_Формулировка задания_. Перед чем, согласно фрагменту о творчестве Миллера, застывает Миллер-персонаж в одном из эпизодов «Тропика Козерога»?

Этот идеальный мир Миллер изобразит со всей подобающей теме серьезностью в тексте «Колосс Маруссийский»[210]. В нем описывается современная Греция, в которой Миллер обнаруживает проявления древней цивилизации, близкой по духу к его идеалу. Впрочем, стоит отметить, что модель совершенного мира автор не торопится локализовать в истории, приписав ее какой-то конкретной эпохе. Даже говоря о греческой цивилизации, Миллер находит ее далекой от совершенства и чреватой распадом[211].
Идеал для Миллера неотделим от конкретного переживания. Поэтому его совершенный мир, подобно Золотому веку романтиков — это, скорее, внутреннее состояние человека. Оно трансисторично. В «Тропике Козерога» Миллер воссоздает свой идеал — правда, в несколько пародийной форме, не желая видеть его абсолютизированным, отчужденным от банального и повседневного. Это фантазии повествователя, причем переданные не реалиями современного мира, а мифологическими образами и аллегориями. Миллер рисует, с одной стороны, некий доисторический мир, населяемый какими-то причудливыми существами, богами и героями, с другой — коллективную память человечества, которая сегодня вытеснена репрессивным разумом в область бессознательного. Стремясь показать читателю, что дело вовсе не в эпохе, не в обстоятельствах, пытающихся детерминировать человека, а в самом человеке, автор «Тропика Козерога» весьма последователен. Ведь он располагает свой идеал не только в мифологическом пространстве, но и в современности. Достаточно вспомнить эпизод, где Миллер-персонаж застывает перед мостом в Аризоне. Эта реальность большей частью воображаема. Она создана творческим усилием индивидуальной воли: «Тогда это была Аризона: не плод воображения, а само воображение — в обличье лошади и всадника. И даже больше, чем воображение как таковое, ибо там не было ни намека на ауру двусмысленности — было лишь четкое и строгое, отдельно взятое понятие в виде слитых воедино мечты и мечтателя, сидящего верхом на лошади» (198–199).

_Исходные данные_.
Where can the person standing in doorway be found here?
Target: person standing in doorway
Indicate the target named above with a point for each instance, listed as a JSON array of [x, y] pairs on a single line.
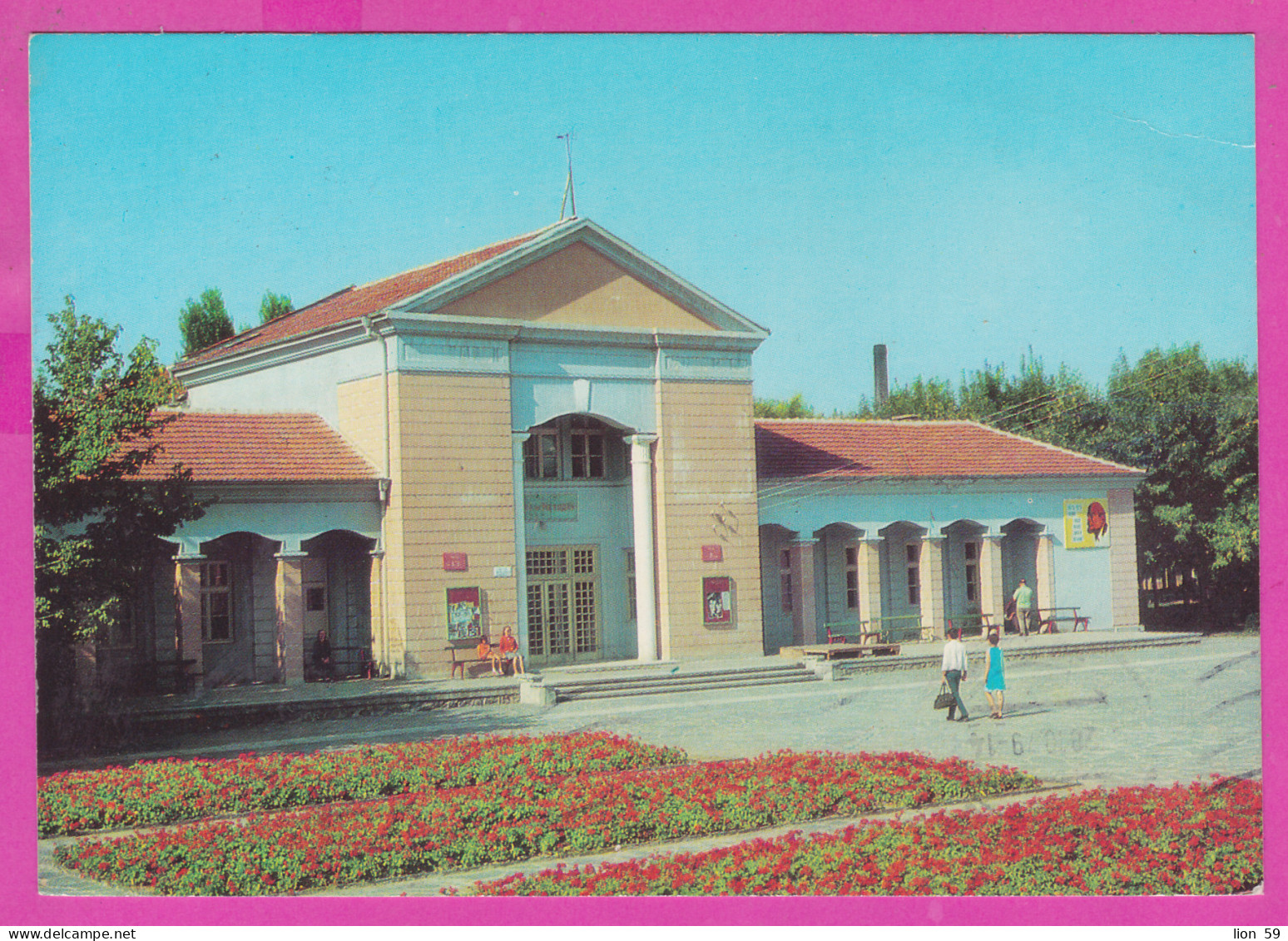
[[994, 681], [954, 671], [1023, 599]]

_Полный ответ_. Перед мостом в Аризоне.